#### [Exercise description]
Transcribe the records that follow exactly. Skip the pictures.

#### [Extracted material]
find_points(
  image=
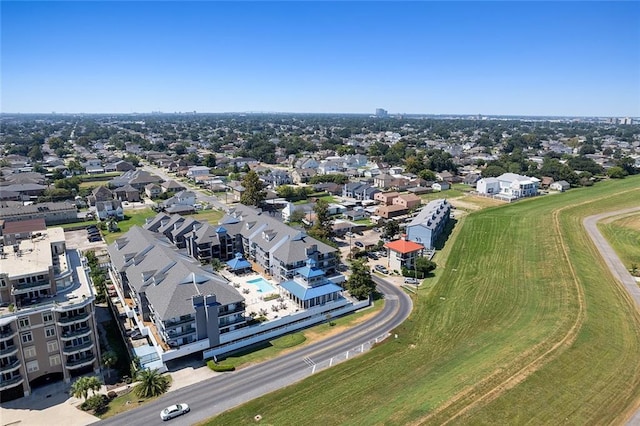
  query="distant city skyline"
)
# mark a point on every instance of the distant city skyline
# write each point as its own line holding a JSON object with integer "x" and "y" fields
{"x": 432, "y": 58}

#### [Task response]
find_points(
  image=
  query="distant city skyline"
)
# mark a point on every instance of the distant city skyline
# write each point as its own line holding a JSON object with integer "x" and "y" fields
{"x": 432, "y": 58}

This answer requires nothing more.